Then again, I don't really believe in performing complex operations manually and directly from a shell, so I don't really understand the use-case for having many small utilities in PATH to begin with.
Also, kudos to keeping it so concise and to the point, thats some prime writing.
I have a command named "decolour", which strips (most) ANSI escape codes. Clear as day what it does, almost nobody uses this spelling when naming commands that later land as part of a distribution.
On my most frequently used machine/dev env this means -
e for vim
m for mise
n for pnpm
c for Claude
x for codex
j for just
I use fish abbreviations for this, as they expand to the full command in the shell history.
quick, easy and consistent. entirely voluntary.
Bravo
Off-topic: What the hell is that font on this website? And why does the "a" look like that?
It went weird pretty quickly...
It is objectively cleaner to keep your user scripts in your home, that way they are only in _your_ PATH, whereas putting them in /usr/[local/]bin implicitly adds them to every [service] user on the machine, which I can see creating obscure undesired effets.
Not even mentioning the potential issues with packages that could override your scripts at install, unexpected shadowing of service binaries, setuid security implications, etc.

§ **Task 1**
Transcribe part of the discussion of personal shell commands: begin at the words "On my most frequently" and stop after "the shell history.".
§ **Task 2**
Write the next part of the discussion of personal shell commands, picking up after its last sentence.

§ **Data shown**
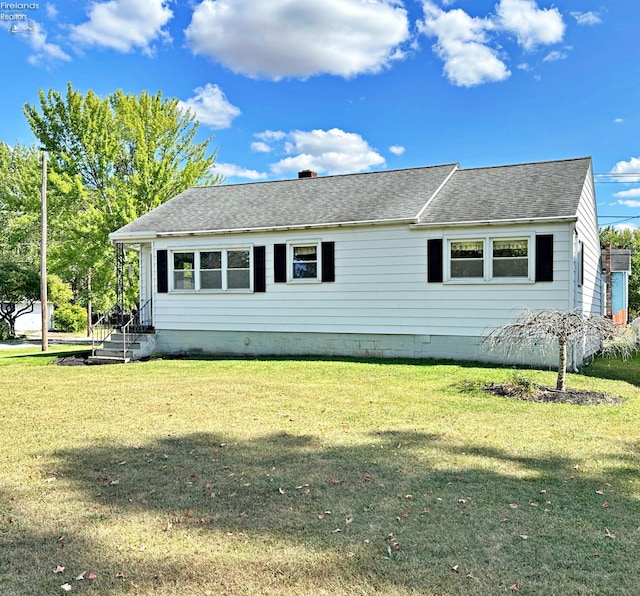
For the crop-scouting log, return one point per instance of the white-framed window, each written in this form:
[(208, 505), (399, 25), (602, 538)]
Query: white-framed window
[(488, 258), (184, 271), (510, 257), (221, 269), (466, 258), (305, 261)]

§ **Written answer 1**
On my most frequently used machine/dev env this means -
e for vim
m for mise
n for pnpm
c for Claude
x for codex
j for just
I use fish abbreviations for this, as they expand to the full command in the shell history.

§ **Written answer 2**
I'd prefer to use underscore (when writing BASH scripts, I name all my local variables starting with underscore), but a simple two or three letter prefix would also work. I don't like the idea of a punctuation prefix as punctuation usually has a specific meaning somewhere and including it as the first character in a filename looks wrong. (e.g. Comma is typically used as a list separator and it's a bit of cognitive dissonance to see it not used in that context)
> I don't like the idea of a punctuation prefix as punctuation usually has a specific meaning somewhere and including it as the first character in a filename looks wrong.
So you don’t use dotfiles? ;)
I'm not convinced by "quicker to type" arguments as that's rarely the bottleneck, so I'm perfectly happy with using underscores in filenames and variables. I wouldn't use underscore as the beginning character of a filename unless it had a specific meaning to me (e.g. temporary files), so I'd be more inclined to use a two or three character prefix instead.
Nowadays, I tend to skip using a personal prefix and just try to name commands with a suitable verb in front (e.g. "backupMySQL") and ensure that there's no name collisions.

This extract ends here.